◆ TEXTO DE LA PÁGINA:

#####

Ahmadineyad, de 64 años, concluyó su segundo mandato presidencial en el verano de 2013 (la ley iraní no permite un tercero consecutivo) con un legado tan controvertido como su figura. En 2005, su aspecto de hombre corriente y su promesa de llevar comida a las mesas de los iraníes le granjearon el triunfo sobre uno de los políticos más veteranos y astutos de la revolución islámica, el ayatolá Ali Akbar Hachemi Rafsanyani. Ocho años más tarde, el único presidente seglar que ha tenido Irán desde 1981, se iba dejando una economía en estado catastrófico, una penosa imagen exterior de su país y enemistado tanto con el estamento clerical como con los liberales.

#####

◆ FILAS DE DATOS:
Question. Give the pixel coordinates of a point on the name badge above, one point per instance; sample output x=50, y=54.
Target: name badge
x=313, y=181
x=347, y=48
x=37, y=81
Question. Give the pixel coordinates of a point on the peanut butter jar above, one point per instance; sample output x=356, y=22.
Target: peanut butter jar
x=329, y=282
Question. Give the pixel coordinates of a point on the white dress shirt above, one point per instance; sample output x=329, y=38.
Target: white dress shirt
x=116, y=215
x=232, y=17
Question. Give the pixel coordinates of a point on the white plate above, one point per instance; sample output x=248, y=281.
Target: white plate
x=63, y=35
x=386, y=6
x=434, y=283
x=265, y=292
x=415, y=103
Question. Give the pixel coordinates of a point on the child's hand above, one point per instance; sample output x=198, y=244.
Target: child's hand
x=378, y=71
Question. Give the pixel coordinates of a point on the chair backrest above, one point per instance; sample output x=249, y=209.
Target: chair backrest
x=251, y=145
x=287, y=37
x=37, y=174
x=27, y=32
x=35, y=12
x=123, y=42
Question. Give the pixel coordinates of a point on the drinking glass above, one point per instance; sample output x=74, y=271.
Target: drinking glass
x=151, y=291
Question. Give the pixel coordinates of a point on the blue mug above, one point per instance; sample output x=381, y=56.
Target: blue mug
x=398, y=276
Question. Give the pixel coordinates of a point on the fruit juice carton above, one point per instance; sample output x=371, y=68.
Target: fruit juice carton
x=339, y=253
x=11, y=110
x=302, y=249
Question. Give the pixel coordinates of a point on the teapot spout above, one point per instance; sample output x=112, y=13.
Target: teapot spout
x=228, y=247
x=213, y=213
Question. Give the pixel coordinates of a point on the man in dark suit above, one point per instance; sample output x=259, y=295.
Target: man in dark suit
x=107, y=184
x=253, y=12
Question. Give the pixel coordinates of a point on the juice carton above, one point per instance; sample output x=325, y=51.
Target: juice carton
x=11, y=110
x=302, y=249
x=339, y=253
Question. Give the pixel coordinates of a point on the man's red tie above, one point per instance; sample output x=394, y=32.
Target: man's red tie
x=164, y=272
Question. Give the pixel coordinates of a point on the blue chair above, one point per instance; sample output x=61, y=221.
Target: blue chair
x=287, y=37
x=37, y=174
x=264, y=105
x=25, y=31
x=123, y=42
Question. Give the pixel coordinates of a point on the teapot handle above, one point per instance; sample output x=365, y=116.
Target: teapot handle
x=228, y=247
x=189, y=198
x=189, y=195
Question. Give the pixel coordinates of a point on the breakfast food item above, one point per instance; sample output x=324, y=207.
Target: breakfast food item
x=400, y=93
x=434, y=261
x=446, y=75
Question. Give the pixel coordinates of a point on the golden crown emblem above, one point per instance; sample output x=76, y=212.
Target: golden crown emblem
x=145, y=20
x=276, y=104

#####

◆ QUÉ DEBES HACER:
Transcribe sin cambios todo lo que va desde "Ahmadineyad, de 64" hasta "con los liberales.", en el texto sobre Ahmadineyad. Las filas no intervienen en este ejercicio.

◆ SOLUCIÓN DEL EJERCICIO:
Ahmadineyad, de 64 años, concluyó su segundo mandato presidencial en el verano de 2013 (la ley iraní no permite un tercero consecutivo) con un legado tan controvertido como su figura. En 2005, su aspecto de hombre corriente y su promesa de llevar comida a las mesas de los iraníes le granjearon el triunfo sobre uno de los políticos más veteranos y astutos de la revolución islámica, el ayatolá Ali Akbar Hachemi Rafsanyani. Ocho años más tarde, el único presidente seglar que ha tenido Irán desde 1981, se iba dejando una economía en estado catastrófico, una penosa imagen exterior de su país y enemistado tanto con el estamento clerical como con los liberales.